### EXTRAIT FOURNI
=====
Humanité Quotidien
5 Septembre, 2011
En quelques jours, la RATP aura franchi les lignes rouges. Après le tramway de la honte chargé de ramener les Roms expulsés jusqu’à la gare, ce sont cette fois les grévistes qui sont la cible des nouvelles pratiques de l’entreprise publique. La RATP envisage d’offrir une prime de 100 euros par mois, soit 1 200 euros, à 150 cadres ou agents de maîtrise qui accepteraient « volontairement » de se former à la conduite des RER et du métro. Et ainsi de remplacer au pied levé les conducteurs grévistes, quel que soit le nombre de jours de « remplacement ». Le but de ce « projet », avancé par la régie, qui consisterait à « officialiser une pratique utile à la cohésion sociale et à la bonne compréhension des règles complexes de l’exploitation ferroviaire », ne trompe pas les syndicats.
«Le stade des discussions doit déjà être dépassé », explique Jean-Christophe Duprat, du syndicat SUD, dans le Figaro. En effet, « 84 cadres, sur les 150 volontaires espérés par la direction, sont actuellement en formation », affirme-t-il. Même son de cloche à la CGT : « Depuis la grève de 2009, beaucoup de cadres sont formés et les nouveaux agents de maîtrise ont un contrat de travail qui rend cette disposition obligatoire. Ce n’est même plus du volontariat », dénonce Catherine Machette, déléguée d’établissement. Selon la conductrice du RER A, la direction avoue qu’elle n’utilisera ces néophytes qu’en cas de grève uniquement.
« C’est une mesure discriminatoire car il s’agit de remplacer un gréviste qui va perdre de l’argent par un cadre volontaire qui, lui, va en gagner ! » note Pascal Lepetit, de SUD RATP. « Il est particulièrement choquant de constater que l’argent est absent pour les revendications salariales, sociales ou pour l’emploi mais qu’il soit possible de financer un tel projet », s’insurge la CGT RATP dans son communiqué.
Pour le syndicat SUD, cette attaque dessine les prémices d’une année sociale soutenue. « Si la direction commence à s’organiser pour faire face à la grève, c’est qu’elle anticipe des conflits sociaux. On peut imaginer par exemple qu’elle entende revenir prochainement sur les accords de réduction du temps de travail », anticipe Jean-Christophe Duprat.
=====
[Données de pointage sur images]

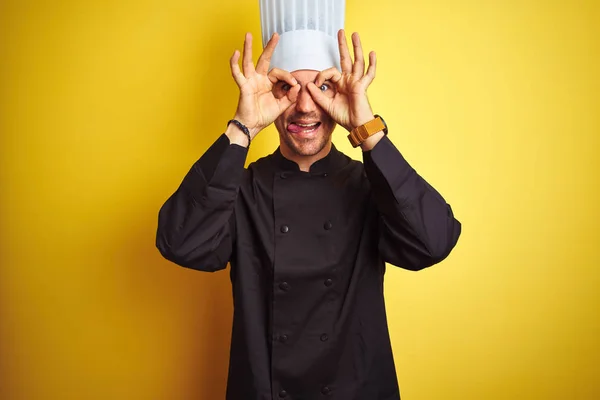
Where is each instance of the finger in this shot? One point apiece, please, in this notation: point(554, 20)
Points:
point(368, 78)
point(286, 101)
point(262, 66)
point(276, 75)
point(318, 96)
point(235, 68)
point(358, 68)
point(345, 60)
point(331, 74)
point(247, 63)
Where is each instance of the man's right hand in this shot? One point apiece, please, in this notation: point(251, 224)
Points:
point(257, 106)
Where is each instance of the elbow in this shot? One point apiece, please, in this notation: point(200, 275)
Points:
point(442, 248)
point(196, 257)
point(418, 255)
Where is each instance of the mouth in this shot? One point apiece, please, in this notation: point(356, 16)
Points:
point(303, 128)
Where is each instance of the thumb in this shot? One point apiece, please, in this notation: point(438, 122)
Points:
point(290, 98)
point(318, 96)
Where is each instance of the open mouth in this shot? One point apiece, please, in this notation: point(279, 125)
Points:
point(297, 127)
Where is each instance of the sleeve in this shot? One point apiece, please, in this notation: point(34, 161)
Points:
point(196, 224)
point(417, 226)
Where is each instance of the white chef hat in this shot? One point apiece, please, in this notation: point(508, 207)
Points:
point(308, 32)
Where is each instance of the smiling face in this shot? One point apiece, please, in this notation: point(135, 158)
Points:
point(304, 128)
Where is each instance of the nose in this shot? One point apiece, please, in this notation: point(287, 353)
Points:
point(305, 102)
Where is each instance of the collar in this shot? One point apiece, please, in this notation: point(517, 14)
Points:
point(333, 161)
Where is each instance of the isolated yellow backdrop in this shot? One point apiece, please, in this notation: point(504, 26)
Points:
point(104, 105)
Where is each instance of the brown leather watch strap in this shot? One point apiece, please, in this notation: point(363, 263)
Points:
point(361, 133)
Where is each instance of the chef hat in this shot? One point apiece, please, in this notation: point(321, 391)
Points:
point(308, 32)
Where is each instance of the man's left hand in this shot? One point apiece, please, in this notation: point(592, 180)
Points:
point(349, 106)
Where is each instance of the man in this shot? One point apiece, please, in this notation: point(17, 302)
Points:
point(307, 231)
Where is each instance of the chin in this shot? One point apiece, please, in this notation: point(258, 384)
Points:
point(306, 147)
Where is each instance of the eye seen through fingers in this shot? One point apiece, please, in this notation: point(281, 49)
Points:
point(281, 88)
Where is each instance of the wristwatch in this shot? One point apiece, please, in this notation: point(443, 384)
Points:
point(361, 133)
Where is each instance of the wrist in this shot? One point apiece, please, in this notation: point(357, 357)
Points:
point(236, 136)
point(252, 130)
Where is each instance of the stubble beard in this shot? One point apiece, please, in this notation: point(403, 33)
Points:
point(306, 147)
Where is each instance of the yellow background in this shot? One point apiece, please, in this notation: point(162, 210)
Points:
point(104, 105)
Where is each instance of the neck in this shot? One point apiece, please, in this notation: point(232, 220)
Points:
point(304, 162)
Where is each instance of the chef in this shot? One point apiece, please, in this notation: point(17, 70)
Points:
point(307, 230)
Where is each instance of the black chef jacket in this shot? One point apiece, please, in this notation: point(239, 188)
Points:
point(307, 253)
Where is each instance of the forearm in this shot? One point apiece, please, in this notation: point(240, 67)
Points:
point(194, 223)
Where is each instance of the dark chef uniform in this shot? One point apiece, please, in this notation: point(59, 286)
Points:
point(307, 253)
=====
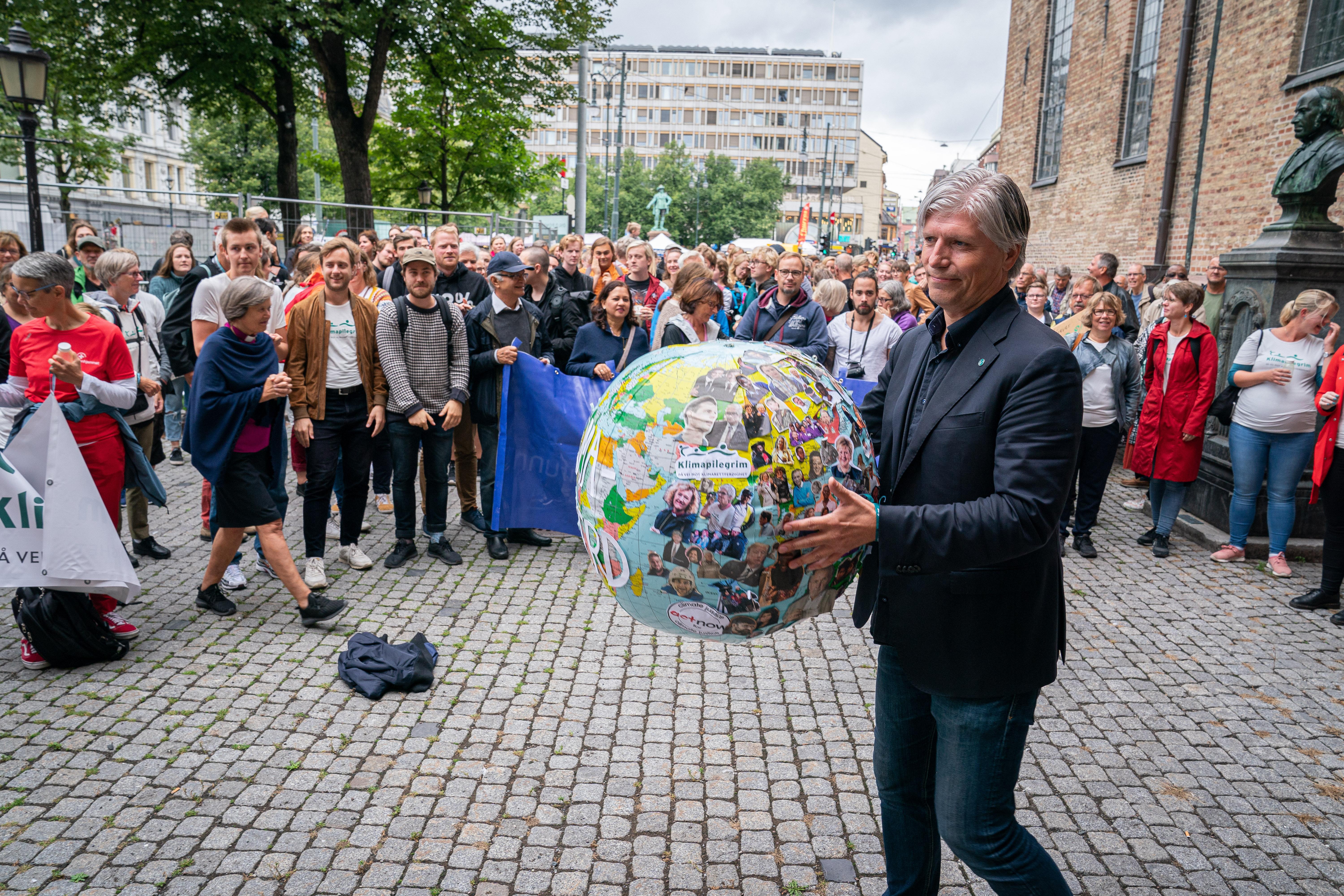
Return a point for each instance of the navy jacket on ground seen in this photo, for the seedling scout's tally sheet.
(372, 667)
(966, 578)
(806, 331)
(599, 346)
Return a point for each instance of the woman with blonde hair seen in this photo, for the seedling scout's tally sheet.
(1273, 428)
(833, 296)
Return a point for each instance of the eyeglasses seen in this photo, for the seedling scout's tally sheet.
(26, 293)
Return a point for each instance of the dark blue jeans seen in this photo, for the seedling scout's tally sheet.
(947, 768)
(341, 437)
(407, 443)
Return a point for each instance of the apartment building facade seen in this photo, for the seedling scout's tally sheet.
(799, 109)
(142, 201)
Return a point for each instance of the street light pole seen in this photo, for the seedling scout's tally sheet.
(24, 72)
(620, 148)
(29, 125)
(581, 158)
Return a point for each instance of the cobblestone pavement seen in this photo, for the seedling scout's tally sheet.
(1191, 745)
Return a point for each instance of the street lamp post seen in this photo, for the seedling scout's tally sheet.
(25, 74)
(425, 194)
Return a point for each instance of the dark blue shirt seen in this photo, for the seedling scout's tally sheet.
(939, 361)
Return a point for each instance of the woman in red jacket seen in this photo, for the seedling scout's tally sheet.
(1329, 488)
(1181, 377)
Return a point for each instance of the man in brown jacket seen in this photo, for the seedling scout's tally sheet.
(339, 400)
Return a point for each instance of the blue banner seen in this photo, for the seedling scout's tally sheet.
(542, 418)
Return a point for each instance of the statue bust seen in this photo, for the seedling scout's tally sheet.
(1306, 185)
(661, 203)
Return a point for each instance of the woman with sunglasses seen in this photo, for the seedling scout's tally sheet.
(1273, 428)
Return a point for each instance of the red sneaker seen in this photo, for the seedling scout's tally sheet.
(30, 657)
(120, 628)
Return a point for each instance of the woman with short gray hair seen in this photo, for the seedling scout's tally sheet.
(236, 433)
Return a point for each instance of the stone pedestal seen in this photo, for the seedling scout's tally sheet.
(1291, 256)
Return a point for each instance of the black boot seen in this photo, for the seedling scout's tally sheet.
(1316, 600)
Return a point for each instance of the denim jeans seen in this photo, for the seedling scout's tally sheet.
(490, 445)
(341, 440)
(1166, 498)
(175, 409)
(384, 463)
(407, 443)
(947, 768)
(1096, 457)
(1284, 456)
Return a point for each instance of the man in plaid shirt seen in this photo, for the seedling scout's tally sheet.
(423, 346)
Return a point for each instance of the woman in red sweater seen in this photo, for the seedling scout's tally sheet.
=====
### CONSIGNE
Reprenez le passage de l'article en commençant à « Pour le syndicat » et en finissant à « anticipe Jean-Christophe Duprat. », et remplacez-y « la direction » par « la régie ».

### RÉSULTAT
Pour le syndicat SUD, cette attaque dessine les prémices d’une année sociale soutenue. « Si la régie commence à s’organiser pour faire face à la grève, c’est qu’elle anticipe des conflits sociaux. On peut imaginer par exemple qu’elle entende revenir prochainement sur les accords de réduction du temps de travail », anticipe Jean-Christophe Duprat.